# [Page]
--- BEGIN ---
TOKYO—Japanese whalers discussed plans on Jan. 24, to resume their commercial hunting along the northeastern coast on July 1, for the first time in three decades.
Their preparation follows Japan’s decision in December to leave the International Whaling Commission, abandoning decades-long campaigning in hopes of gaining support within the organization that has largely become a home for conservationists.
The Fisheries Agency said whalers in six Pacific coast towns, including Taiji, which is known for dolphin hunts, were expected to bring five vessels to form a joint fleet beginning July 1, one day after Japan formally withdraws from the IWC.
Taiji is leading the effort as a traditional whale town and will contribute one vessel to the fleet that will catch minke whales. Exact locations and hunting plans will be decided based on results of research operations planned by the end of June, said Shigeki Takaya, a Fisheries Agency official in charge of whaling.
--- END ---
# [Data provided]
--- BEGIN ---
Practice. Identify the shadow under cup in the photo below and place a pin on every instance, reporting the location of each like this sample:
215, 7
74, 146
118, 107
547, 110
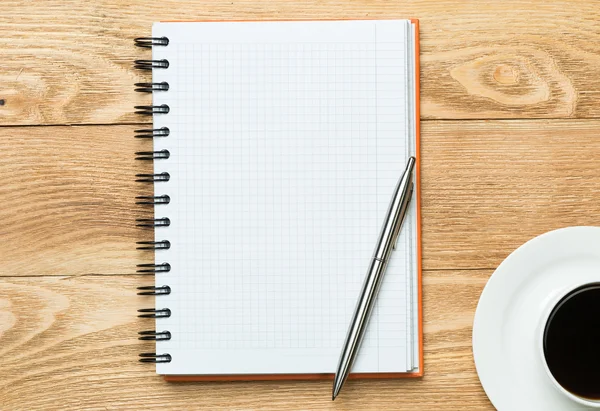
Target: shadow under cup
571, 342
--- END ---
# [Stated goal 1]
Copy the stretch of the whaling article from "Taiji is leading" through "charge of whaling.".
# [Stated goal 2]
Quote the rows word for word, leaving out the picture.
The whaling article and the rows are unrelated material.

# [Answer 1]
Taiji is leading the effort as a traditional whale town and will contribute one vessel to the fleet that will catch minke whales. Exact locations and hunting plans will be decided based on results of research operations planned by the end of June, said Shigeki Takaya, a Fisheries Agency official in charge of whaling.

# [Answer 2]
Practice. Identify the shadow under cup in the photo below and place a pin on every instance, reporting the location of each like this sample:
215, 7
74, 146
118, 107
547, 110
Target: shadow under cup
571, 342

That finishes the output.